[Excerpts of pointing data]
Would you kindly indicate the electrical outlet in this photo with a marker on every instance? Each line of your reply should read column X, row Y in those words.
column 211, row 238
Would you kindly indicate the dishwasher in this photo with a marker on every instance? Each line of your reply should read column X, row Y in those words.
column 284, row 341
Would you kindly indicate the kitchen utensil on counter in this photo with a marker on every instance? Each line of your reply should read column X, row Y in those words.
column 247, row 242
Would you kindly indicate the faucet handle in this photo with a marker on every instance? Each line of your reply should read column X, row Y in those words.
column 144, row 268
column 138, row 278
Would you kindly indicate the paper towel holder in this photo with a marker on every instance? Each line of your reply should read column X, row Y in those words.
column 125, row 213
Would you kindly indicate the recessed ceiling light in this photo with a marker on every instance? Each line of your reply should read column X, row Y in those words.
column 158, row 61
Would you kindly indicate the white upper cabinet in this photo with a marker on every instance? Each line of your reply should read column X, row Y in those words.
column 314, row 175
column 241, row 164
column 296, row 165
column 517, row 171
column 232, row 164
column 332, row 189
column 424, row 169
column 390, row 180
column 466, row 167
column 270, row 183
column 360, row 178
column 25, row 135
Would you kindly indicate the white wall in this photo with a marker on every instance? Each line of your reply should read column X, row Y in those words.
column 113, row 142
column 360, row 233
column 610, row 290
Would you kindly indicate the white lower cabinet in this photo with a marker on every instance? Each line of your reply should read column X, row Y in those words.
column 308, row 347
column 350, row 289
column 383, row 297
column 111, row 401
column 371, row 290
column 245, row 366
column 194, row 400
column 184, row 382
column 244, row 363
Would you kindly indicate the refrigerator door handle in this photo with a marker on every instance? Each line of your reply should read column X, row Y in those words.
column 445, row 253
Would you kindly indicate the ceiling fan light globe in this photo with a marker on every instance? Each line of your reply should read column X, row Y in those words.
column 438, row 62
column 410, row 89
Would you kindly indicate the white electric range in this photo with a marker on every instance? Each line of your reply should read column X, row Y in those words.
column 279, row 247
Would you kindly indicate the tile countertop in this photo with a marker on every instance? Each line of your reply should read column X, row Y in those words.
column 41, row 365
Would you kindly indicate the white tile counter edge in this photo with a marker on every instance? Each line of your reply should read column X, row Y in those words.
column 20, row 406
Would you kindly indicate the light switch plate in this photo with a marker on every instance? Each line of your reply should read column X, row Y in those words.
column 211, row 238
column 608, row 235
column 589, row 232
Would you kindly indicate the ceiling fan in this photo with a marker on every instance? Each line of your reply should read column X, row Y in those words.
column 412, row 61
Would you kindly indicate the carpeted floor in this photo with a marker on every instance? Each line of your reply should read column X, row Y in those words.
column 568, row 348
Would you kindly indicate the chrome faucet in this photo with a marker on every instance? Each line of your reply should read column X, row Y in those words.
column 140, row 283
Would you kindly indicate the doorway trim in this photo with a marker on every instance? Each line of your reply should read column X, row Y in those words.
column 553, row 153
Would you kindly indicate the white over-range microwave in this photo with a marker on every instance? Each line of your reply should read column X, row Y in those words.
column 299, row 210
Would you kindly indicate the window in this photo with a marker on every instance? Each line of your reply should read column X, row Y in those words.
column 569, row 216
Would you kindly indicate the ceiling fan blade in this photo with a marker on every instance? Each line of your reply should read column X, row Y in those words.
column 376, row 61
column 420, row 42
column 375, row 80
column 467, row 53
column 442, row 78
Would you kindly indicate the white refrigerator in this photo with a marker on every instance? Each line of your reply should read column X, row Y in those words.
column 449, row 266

> [Given instruction]
Edit the entries beginning with the line that contains "Would you kindly indicate the paper" and continuing through the line that contains "column 158, row 61" by swapping "paper towel holder" for "towel rack" while keeping everything else unchanged. Give back only those lines.

> [Correct result]
Would you kindly indicate the towel rack in this photo with a marker on every instance? Each line of your reply should read column X, row Y in those words.
column 125, row 213
Would you kindly indicate the recessed ceiling light in this photo with a marker on every instance? Each line of your reply should read column X, row Y in those words.
column 158, row 61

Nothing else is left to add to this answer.